**BRIEF:** Give the listing again character for character, but drop the images.
Begin DATA PROVIDED
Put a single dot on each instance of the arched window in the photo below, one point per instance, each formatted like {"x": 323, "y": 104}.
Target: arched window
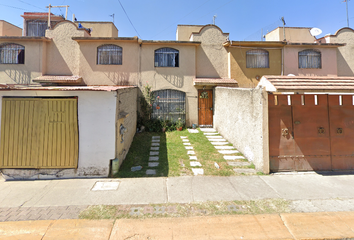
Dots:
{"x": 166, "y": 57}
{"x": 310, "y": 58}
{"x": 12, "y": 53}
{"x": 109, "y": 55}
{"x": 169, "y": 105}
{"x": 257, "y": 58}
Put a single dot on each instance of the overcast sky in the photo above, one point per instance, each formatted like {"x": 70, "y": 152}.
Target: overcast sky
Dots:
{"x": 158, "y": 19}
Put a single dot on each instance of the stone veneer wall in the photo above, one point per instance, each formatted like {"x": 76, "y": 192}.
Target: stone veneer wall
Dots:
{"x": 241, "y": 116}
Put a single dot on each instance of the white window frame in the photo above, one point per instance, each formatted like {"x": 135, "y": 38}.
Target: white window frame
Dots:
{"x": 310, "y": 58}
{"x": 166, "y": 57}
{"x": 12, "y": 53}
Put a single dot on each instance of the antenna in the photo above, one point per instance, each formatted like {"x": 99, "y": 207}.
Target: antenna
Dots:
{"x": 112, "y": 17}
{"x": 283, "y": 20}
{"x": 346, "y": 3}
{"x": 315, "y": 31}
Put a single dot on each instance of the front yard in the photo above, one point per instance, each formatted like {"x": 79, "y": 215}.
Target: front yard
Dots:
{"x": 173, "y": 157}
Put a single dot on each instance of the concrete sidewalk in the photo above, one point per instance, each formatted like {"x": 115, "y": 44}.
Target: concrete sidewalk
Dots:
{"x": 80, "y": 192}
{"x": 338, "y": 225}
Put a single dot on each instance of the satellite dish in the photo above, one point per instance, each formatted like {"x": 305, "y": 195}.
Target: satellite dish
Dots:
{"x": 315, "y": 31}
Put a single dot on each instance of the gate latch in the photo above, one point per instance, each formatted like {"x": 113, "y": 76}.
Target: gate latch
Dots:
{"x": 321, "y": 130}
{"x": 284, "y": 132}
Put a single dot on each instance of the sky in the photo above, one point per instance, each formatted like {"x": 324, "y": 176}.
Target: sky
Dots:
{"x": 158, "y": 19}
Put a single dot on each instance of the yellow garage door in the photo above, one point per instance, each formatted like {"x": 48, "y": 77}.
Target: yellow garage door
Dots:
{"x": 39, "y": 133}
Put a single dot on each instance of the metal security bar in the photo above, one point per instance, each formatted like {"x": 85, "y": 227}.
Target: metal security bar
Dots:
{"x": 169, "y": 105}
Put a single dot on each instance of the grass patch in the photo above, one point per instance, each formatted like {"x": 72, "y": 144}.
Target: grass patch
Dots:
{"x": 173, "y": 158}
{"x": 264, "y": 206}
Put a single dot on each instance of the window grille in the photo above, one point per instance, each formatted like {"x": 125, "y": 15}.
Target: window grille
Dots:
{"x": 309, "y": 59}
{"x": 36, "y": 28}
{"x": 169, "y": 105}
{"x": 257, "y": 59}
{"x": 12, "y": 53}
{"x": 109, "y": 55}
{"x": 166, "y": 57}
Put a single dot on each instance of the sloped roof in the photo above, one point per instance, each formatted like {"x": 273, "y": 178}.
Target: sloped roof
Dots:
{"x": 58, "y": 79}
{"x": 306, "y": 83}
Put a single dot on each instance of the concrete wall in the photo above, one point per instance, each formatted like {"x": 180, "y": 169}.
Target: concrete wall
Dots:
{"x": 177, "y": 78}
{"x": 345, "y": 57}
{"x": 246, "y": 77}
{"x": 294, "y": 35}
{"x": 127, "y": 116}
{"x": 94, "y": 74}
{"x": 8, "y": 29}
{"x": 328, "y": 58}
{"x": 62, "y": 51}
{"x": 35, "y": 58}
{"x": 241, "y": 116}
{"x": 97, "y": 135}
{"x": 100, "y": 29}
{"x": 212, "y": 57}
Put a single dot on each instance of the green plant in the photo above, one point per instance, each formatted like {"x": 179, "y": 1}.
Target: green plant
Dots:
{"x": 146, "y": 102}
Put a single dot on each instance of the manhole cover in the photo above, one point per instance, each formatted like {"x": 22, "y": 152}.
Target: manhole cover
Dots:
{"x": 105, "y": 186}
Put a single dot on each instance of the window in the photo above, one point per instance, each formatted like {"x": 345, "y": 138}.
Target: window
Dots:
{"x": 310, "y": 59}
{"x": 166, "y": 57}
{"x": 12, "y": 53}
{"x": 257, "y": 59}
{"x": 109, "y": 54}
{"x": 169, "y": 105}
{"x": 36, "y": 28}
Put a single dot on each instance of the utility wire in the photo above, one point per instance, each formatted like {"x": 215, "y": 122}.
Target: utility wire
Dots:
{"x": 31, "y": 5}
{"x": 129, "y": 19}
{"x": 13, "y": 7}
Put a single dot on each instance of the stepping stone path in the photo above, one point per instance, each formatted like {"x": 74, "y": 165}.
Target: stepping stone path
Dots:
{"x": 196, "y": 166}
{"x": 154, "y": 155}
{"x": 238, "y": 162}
End DATA PROVIDED
**WORKED SOLUTION:**
Put a single dot on each instance of the arched window in the photo below, one point per instance, each formatted like {"x": 323, "y": 104}.
Target: arched window
Dots:
{"x": 166, "y": 57}
{"x": 310, "y": 58}
{"x": 12, "y": 53}
{"x": 109, "y": 55}
{"x": 169, "y": 105}
{"x": 257, "y": 58}
Put a single dot on each instance of the overcast sky in the photo above, one point per instance, each formatted like {"x": 70, "y": 152}.
Target: overcast sky
Dots:
{"x": 158, "y": 19}
Put a single dot on each instance of the stone veneer wall in the photo above, one point per instance, each formatted like {"x": 76, "y": 192}.
Target: stone veneer wall
Dots:
{"x": 241, "y": 116}
Put a single dot on each instance of the white window frame in the photo above, one point per instance, each formatted like {"x": 135, "y": 38}.
Target: white window frame
Dots:
{"x": 310, "y": 58}
{"x": 166, "y": 57}
{"x": 12, "y": 53}
Put a single dot on each instance of the antenna in the photo above, one point per instance, each formatted like {"x": 99, "y": 207}.
Target: antenna
Dots:
{"x": 112, "y": 17}
{"x": 283, "y": 20}
{"x": 346, "y": 3}
{"x": 315, "y": 31}
Put a single dot on each instance of the front yard in the photo above, one point per instance, each formatted like {"x": 79, "y": 215}.
Target: front yard
Dots:
{"x": 173, "y": 157}
Put a single dot on each instance of the concrete sidewalk in the photo above, one point per instance, each formatted like {"x": 115, "y": 44}.
Target: concrete sidewalk
Dots:
{"x": 80, "y": 192}
{"x": 338, "y": 225}
Put a single dot on each instance of the satellite dish in the photo above, one point per instance, each formatted like {"x": 305, "y": 195}.
Target: satellite dish
Dots:
{"x": 315, "y": 31}
Put a single dot on each instance of the gate latch in the photo above, one point per instance, each formatted like {"x": 113, "y": 76}.
Target: gate latch
Dots:
{"x": 321, "y": 130}
{"x": 284, "y": 132}
Put a single dot on each instance of the sky in the photo above, one point per instance, each formatted like {"x": 324, "y": 176}.
Target: sky
Dots:
{"x": 158, "y": 19}
Put a single dot on each instance of the yellow garage door in the photo above, one point per instance, each formatted like {"x": 48, "y": 77}.
Target: yellow garage door
Dots:
{"x": 39, "y": 133}
Put a single dot on each instance of the metal security bar in the photo above, one point per instance, each formatted like {"x": 85, "y": 227}.
Target: metal security bar
Dots:
{"x": 169, "y": 105}
Put a single dot on each instance of the grass patch in the photo above, one point per instance, each formatted like {"x": 72, "y": 144}.
Target: grass patch
Dots:
{"x": 173, "y": 158}
{"x": 264, "y": 206}
Put a single dot on each instance of the window grille in the photo above, one point per instance, each formatted like {"x": 125, "y": 15}.
Target: window grille
Dots:
{"x": 309, "y": 59}
{"x": 36, "y": 28}
{"x": 169, "y": 105}
{"x": 257, "y": 59}
{"x": 12, "y": 53}
{"x": 109, "y": 55}
{"x": 166, "y": 57}
Put a single dot on each instance of the sloped roof in the photo above, one point per instance, each formatted like {"x": 273, "y": 178}.
Target: sloped roof
Dots:
{"x": 58, "y": 79}
{"x": 306, "y": 83}
Put a single dot on each instance of the concrete wall in the photo above, one point per instance, each formatted like {"x": 180, "y": 169}.
Target: concrete wall
Dots:
{"x": 177, "y": 78}
{"x": 345, "y": 57}
{"x": 246, "y": 77}
{"x": 294, "y": 35}
{"x": 127, "y": 116}
{"x": 94, "y": 74}
{"x": 8, "y": 29}
{"x": 328, "y": 58}
{"x": 62, "y": 51}
{"x": 35, "y": 58}
{"x": 241, "y": 116}
{"x": 97, "y": 135}
{"x": 100, "y": 29}
{"x": 212, "y": 57}
Put a single dot on each instance of the green plant in the photo above, one point per instance, each formatted like {"x": 179, "y": 1}.
Target: green plant
Dots:
{"x": 146, "y": 102}
Put a single dot on each instance of the manhole cover in the photo above, one point per instance, each formatted like {"x": 22, "y": 152}.
Target: manhole cover
Dots:
{"x": 105, "y": 186}
Put a single dot on each instance of the window in the photo above, one point per instance, each formatted like {"x": 345, "y": 138}.
Target: window
Dots:
{"x": 310, "y": 59}
{"x": 166, "y": 57}
{"x": 12, "y": 53}
{"x": 257, "y": 59}
{"x": 109, "y": 54}
{"x": 169, "y": 105}
{"x": 36, "y": 28}
Put a single dot on each instance of the utility wire in the photo above, one point per instance, each formatted like {"x": 215, "y": 122}.
Target: utility wire
Dots:
{"x": 31, "y": 5}
{"x": 129, "y": 19}
{"x": 13, "y": 7}
Put a single dot on each instance of the stepping stone path in the photo above, one point per instance, each formatted like {"x": 74, "y": 165}.
Target: stepping stone path
Dots:
{"x": 196, "y": 166}
{"x": 154, "y": 155}
{"x": 238, "y": 162}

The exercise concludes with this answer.